» WHAT YOU WILL DO:
Swap "crumbled sausage" for "crumbled bacon" throughout the rows below and write them out again with nothing else changed.

-- START OF DATA FOR THIS TASK --

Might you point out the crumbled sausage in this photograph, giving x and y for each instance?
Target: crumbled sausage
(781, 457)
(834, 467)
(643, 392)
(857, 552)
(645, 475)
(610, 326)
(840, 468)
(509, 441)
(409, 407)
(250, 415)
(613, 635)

-- END OF DATA FOR THIS TASK --

» FINISHED TASK:
Might you point out the crumbled bacon in this photograph, giving x and y for each instance?
Target: crumbled bacon
(781, 457)
(834, 467)
(643, 392)
(857, 552)
(645, 475)
(610, 326)
(840, 468)
(509, 441)
(409, 407)
(250, 415)
(613, 635)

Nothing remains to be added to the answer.